__GIVEN INSTRUCTION__:
Count the lines in the records below that contain the string "vaulted" with its case matched, and give only that number.

[start RECORDS SUPPLIED]

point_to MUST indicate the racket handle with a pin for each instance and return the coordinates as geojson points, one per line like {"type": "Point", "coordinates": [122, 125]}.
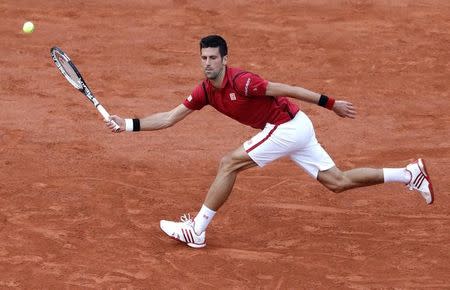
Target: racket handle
{"type": "Point", "coordinates": [106, 116]}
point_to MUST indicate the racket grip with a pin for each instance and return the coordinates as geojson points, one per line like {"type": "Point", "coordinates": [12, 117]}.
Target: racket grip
{"type": "Point", "coordinates": [107, 116]}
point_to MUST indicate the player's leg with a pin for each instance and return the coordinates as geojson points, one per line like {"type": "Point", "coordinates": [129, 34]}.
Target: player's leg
{"type": "Point", "coordinates": [192, 232]}
{"type": "Point", "coordinates": [230, 165]}
{"type": "Point", "coordinates": [316, 161]}
{"type": "Point", "coordinates": [337, 181]}
{"type": "Point", "coordinates": [414, 175]}
{"type": "Point", "coordinates": [265, 147]}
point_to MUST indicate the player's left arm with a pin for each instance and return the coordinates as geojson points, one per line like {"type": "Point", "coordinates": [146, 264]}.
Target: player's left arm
{"type": "Point", "coordinates": [343, 109]}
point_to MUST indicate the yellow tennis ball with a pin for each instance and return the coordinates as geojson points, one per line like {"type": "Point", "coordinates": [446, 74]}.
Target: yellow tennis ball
{"type": "Point", "coordinates": [28, 27]}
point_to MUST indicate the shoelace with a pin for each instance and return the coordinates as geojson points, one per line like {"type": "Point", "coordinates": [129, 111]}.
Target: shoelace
{"type": "Point", "coordinates": [186, 219]}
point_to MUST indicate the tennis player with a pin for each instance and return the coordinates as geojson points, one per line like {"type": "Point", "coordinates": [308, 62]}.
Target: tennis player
{"type": "Point", "coordinates": [284, 131]}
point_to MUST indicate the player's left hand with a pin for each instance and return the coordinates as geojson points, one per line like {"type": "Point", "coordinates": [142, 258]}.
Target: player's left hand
{"type": "Point", "coordinates": [344, 109]}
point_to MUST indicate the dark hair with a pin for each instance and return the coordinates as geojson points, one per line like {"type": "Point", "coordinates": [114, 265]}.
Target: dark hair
{"type": "Point", "coordinates": [215, 41]}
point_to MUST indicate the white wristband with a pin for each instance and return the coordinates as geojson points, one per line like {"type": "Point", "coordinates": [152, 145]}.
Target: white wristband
{"type": "Point", "coordinates": [129, 125]}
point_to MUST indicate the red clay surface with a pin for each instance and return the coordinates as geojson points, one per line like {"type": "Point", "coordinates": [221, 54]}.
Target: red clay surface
{"type": "Point", "coordinates": [80, 206]}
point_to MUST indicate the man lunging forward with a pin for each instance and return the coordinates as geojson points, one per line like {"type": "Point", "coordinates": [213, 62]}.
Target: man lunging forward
{"type": "Point", "coordinates": [285, 131]}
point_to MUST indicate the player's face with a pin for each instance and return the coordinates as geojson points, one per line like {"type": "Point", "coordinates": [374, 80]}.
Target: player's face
{"type": "Point", "coordinates": [212, 63]}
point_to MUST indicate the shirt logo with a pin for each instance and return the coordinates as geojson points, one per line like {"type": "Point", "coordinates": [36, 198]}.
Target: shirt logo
{"type": "Point", "coordinates": [246, 86]}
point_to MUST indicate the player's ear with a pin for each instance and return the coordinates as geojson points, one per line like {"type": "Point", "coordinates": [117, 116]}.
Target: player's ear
{"type": "Point", "coordinates": [225, 60]}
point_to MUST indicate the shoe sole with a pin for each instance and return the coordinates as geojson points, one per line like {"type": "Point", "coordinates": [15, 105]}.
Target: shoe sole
{"type": "Point", "coordinates": [427, 176]}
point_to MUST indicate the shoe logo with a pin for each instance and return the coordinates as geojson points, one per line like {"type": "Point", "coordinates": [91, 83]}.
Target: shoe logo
{"type": "Point", "coordinates": [419, 180]}
{"type": "Point", "coordinates": [188, 237]}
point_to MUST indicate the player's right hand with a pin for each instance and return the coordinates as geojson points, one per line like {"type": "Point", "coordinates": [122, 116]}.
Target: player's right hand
{"type": "Point", "coordinates": [119, 121]}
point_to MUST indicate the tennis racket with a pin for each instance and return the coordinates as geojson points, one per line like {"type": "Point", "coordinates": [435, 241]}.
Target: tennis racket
{"type": "Point", "coordinates": [71, 73]}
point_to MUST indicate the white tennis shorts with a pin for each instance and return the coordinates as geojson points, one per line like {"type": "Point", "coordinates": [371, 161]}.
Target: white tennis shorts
{"type": "Point", "coordinates": [295, 139]}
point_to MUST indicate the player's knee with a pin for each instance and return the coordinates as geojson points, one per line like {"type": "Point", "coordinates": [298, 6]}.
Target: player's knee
{"type": "Point", "coordinates": [338, 184]}
{"type": "Point", "coordinates": [226, 163]}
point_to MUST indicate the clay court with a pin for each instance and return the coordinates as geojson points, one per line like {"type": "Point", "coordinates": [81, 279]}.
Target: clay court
{"type": "Point", "coordinates": [80, 206]}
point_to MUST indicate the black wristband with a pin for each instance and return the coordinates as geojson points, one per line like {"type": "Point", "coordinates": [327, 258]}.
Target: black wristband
{"type": "Point", "coordinates": [323, 101]}
{"type": "Point", "coordinates": [136, 125]}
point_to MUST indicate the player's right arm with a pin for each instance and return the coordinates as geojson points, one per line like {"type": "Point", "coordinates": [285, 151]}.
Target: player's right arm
{"type": "Point", "coordinates": [155, 121]}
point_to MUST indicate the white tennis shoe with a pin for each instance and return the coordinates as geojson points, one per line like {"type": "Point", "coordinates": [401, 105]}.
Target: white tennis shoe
{"type": "Point", "coordinates": [420, 180]}
{"type": "Point", "coordinates": [183, 231]}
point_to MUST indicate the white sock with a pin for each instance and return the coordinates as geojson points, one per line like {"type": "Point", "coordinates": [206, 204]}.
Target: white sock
{"type": "Point", "coordinates": [396, 175]}
{"type": "Point", "coordinates": [203, 218]}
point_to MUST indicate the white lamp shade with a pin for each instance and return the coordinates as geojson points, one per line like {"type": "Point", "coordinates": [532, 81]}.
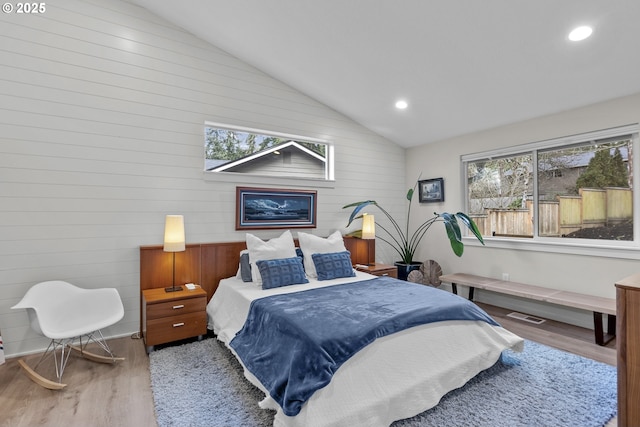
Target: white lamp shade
{"type": "Point", "coordinates": [368, 227]}
{"type": "Point", "coordinates": [174, 233]}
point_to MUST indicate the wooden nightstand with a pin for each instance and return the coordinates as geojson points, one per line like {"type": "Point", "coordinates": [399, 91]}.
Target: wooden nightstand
{"type": "Point", "coordinates": [380, 270]}
{"type": "Point", "coordinates": [173, 316]}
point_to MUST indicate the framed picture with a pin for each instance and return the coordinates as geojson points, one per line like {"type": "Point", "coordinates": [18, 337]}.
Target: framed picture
{"type": "Point", "coordinates": [262, 208]}
{"type": "Point", "coordinates": [431, 190]}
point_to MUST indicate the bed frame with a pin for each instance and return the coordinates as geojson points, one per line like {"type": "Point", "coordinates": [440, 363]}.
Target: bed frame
{"type": "Point", "coordinates": [207, 263]}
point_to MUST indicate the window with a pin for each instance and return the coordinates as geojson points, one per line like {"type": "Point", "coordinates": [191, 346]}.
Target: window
{"type": "Point", "coordinates": [573, 189]}
{"type": "Point", "coordinates": [237, 150]}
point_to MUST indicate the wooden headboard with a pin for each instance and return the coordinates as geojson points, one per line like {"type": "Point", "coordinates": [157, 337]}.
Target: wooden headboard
{"type": "Point", "coordinates": [207, 263]}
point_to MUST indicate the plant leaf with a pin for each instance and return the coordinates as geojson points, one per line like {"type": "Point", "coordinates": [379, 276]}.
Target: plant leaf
{"type": "Point", "coordinates": [358, 208]}
{"type": "Point", "coordinates": [471, 225]}
{"type": "Point", "coordinates": [453, 230]}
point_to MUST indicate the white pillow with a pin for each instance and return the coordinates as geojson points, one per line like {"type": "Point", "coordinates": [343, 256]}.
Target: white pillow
{"type": "Point", "coordinates": [276, 248]}
{"type": "Point", "coordinates": [311, 244]}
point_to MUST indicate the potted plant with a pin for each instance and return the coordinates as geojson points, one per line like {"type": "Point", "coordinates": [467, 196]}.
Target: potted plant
{"type": "Point", "coordinates": [406, 244]}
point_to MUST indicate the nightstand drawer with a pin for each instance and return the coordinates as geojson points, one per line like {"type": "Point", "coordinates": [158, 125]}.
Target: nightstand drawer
{"type": "Point", "coordinates": [175, 328]}
{"type": "Point", "coordinates": [176, 308]}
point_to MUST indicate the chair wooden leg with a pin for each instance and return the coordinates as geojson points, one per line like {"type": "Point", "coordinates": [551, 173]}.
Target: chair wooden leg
{"type": "Point", "coordinates": [39, 379]}
{"type": "Point", "coordinates": [96, 357]}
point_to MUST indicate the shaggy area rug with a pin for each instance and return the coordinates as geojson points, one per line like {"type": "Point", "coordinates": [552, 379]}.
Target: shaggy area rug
{"type": "Point", "coordinates": [201, 384]}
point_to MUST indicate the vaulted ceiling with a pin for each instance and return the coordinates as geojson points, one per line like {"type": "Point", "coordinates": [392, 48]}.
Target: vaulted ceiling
{"type": "Point", "coordinates": [461, 65]}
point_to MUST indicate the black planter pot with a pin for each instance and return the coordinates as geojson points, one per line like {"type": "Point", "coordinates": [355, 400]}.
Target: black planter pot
{"type": "Point", "coordinates": [405, 269]}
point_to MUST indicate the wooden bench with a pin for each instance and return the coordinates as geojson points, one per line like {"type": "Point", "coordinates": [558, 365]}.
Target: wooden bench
{"type": "Point", "coordinates": [597, 305]}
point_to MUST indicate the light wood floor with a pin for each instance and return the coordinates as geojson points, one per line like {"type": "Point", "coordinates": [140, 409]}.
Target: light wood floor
{"type": "Point", "coordinates": [105, 395]}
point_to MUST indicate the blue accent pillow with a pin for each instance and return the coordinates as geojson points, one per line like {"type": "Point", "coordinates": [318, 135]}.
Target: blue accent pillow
{"type": "Point", "coordinates": [245, 267]}
{"type": "Point", "coordinates": [333, 265]}
{"type": "Point", "coordinates": [245, 264]}
{"type": "Point", "coordinates": [281, 272]}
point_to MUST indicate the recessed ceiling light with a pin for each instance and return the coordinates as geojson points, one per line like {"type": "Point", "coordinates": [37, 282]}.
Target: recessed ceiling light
{"type": "Point", "coordinates": [401, 105]}
{"type": "Point", "coordinates": [580, 33]}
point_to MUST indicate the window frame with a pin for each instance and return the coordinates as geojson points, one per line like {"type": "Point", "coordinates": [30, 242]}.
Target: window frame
{"type": "Point", "coordinates": [591, 247]}
{"type": "Point", "coordinates": [327, 182]}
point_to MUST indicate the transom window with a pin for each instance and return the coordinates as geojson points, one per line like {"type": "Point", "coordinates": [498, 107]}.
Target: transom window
{"type": "Point", "coordinates": [232, 149]}
{"type": "Point", "coordinates": [569, 189]}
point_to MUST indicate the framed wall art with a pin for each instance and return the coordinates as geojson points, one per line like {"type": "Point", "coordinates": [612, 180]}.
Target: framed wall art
{"type": "Point", "coordinates": [263, 208]}
{"type": "Point", "coordinates": [431, 190]}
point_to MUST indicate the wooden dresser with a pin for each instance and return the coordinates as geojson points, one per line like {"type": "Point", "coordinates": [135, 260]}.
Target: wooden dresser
{"type": "Point", "coordinates": [628, 330]}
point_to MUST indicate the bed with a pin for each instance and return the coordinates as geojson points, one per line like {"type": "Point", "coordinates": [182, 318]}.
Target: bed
{"type": "Point", "coordinates": [396, 376]}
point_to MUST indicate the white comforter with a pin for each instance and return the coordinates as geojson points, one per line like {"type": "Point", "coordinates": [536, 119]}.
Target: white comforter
{"type": "Point", "coordinates": [396, 377]}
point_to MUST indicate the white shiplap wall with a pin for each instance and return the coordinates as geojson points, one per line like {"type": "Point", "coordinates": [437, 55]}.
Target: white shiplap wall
{"type": "Point", "coordinates": [101, 132]}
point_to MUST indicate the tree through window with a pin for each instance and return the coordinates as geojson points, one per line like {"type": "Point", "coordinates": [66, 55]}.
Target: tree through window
{"type": "Point", "coordinates": [562, 189]}
{"type": "Point", "coordinates": [242, 150]}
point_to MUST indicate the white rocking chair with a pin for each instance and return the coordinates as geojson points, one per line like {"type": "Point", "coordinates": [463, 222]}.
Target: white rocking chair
{"type": "Point", "coordinates": [65, 314]}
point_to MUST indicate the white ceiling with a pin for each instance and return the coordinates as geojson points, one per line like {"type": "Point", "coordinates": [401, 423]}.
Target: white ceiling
{"type": "Point", "coordinates": [462, 65]}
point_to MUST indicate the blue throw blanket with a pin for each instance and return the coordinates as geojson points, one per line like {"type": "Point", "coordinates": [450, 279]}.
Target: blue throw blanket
{"type": "Point", "coordinates": [294, 343]}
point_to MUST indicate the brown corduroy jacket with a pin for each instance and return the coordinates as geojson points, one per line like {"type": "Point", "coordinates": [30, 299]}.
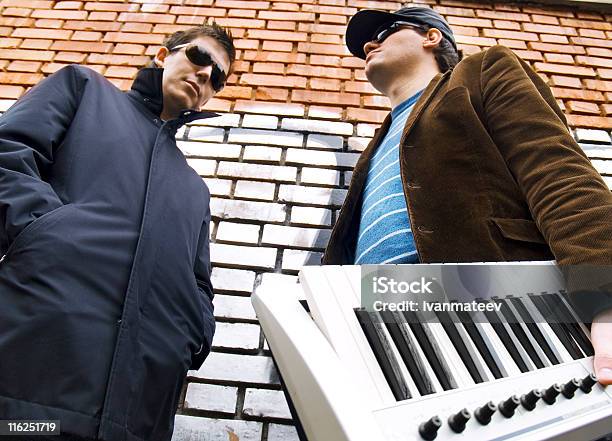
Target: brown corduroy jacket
{"type": "Point", "coordinates": [490, 173]}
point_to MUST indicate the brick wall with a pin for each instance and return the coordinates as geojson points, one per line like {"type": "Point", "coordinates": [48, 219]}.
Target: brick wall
{"type": "Point", "coordinates": [296, 114]}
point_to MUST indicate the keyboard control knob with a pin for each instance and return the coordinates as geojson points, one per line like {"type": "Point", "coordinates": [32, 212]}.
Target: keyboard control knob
{"type": "Point", "coordinates": [429, 429]}
{"type": "Point", "coordinates": [531, 399]}
{"type": "Point", "coordinates": [570, 387]}
{"type": "Point", "coordinates": [550, 395]}
{"type": "Point", "coordinates": [508, 406]}
{"type": "Point", "coordinates": [483, 414]}
{"type": "Point", "coordinates": [457, 421]}
{"type": "Point", "coordinates": [587, 383]}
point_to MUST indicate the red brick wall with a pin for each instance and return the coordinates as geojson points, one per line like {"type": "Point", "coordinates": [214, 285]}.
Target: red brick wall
{"type": "Point", "coordinates": [292, 51]}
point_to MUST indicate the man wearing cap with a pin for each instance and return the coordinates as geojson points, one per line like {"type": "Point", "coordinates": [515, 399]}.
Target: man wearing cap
{"type": "Point", "coordinates": [474, 163]}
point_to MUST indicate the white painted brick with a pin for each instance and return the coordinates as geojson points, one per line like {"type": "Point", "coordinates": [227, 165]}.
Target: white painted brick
{"type": "Point", "coordinates": [239, 256]}
{"type": "Point", "coordinates": [204, 133]}
{"type": "Point", "coordinates": [262, 153]}
{"type": "Point", "coordinates": [321, 158]}
{"type": "Point", "coordinates": [269, 137]}
{"type": "Point", "coordinates": [590, 135]}
{"type": "Point", "coordinates": [236, 336]}
{"type": "Point", "coordinates": [313, 125]}
{"type": "Point", "coordinates": [232, 279]}
{"type": "Point", "coordinates": [189, 428]}
{"type": "Point", "coordinates": [210, 150]}
{"type": "Point", "coordinates": [282, 432]}
{"type": "Point", "coordinates": [311, 216]}
{"type": "Point", "coordinates": [219, 187]}
{"type": "Point", "coordinates": [6, 104]}
{"type": "Point", "coordinates": [260, 121]}
{"type": "Point", "coordinates": [266, 403]}
{"type": "Point", "coordinates": [234, 307]}
{"type": "Point", "coordinates": [294, 260]}
{"type": "Point", "coordinates": [320, 176]}
{"type": "Point", "coordinates": [224, 120]}
{"type": "Point", "coordinates": [255, 190]}
{"type": "Point", "coordinates": [319, 141]}
{"type": "Point", "coordinates": [311, 195]}
{"type": "Point", "coordinates": [357, 143]}
{"type": "Point", "coordinates": [260, 172]}
{"type": "Point", "coordinates": [293, 237]}
{"type": "Point", "coordinates": [203, 167]}
{"type": "Point", "coordinates": [233, 232]}
{"type": "Point", "coordinates": [603, 167]}
{"type": "Point", "coordinates": [240, 368]}
{"type": "Point", "coordinates": [366, 130]}
{"type": "Point", "coordinates": [211, 397]}
{"type": "Point", "coordinates": [597, 150]}
{"type": "Point", "coordinates": [247, 210]}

[end RECORDS SUPPLIED]

__TASK ANSWER__:
2